● **Task details**
Rewrite the records, replacing every occurrence of "handwritten poster sign" with "hand-lettered placard" and keeping everything else unchanged. Omit the pictures.

Excerpts from location labeling data:
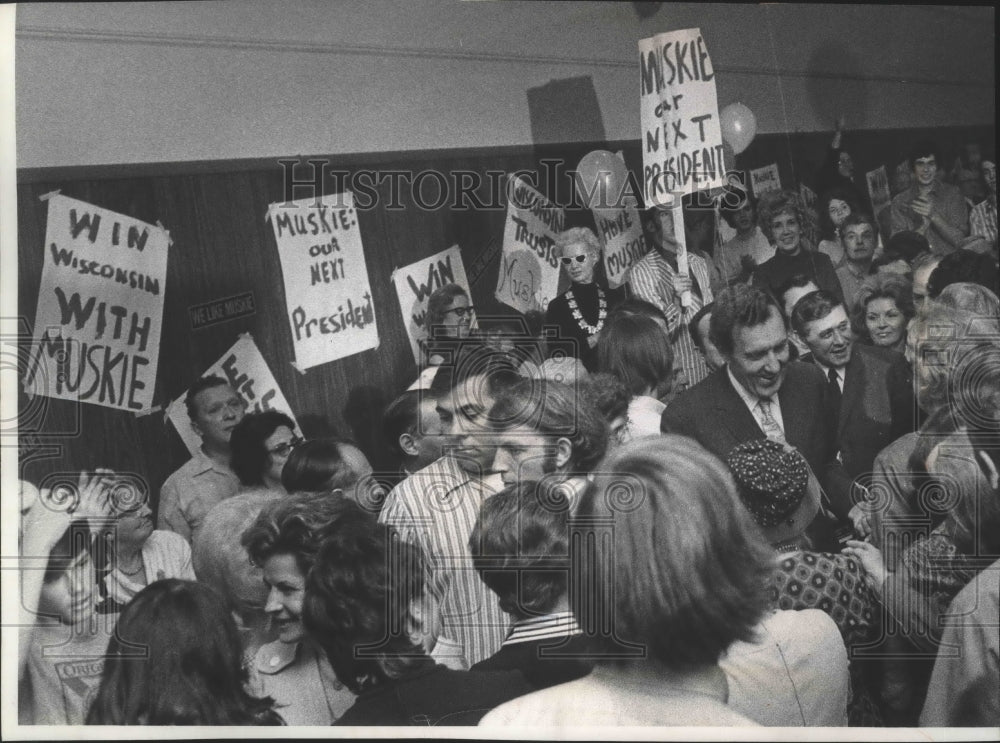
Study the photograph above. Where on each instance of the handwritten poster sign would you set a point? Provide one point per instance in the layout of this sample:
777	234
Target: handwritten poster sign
620	233
682	140
878	190
100	307
529	270
245	369
415	283
327	291
765	179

● **Answer for this exercise**
Study the photograph above. Where on each instance of the hand-lettered placard would you set a point? Provide one point per instance in the layout of this sample:
777	234
Target: hand-lettered placard
620	233
682	140
878	190
100	307
529	270
245	369
415	283
327	291
765	179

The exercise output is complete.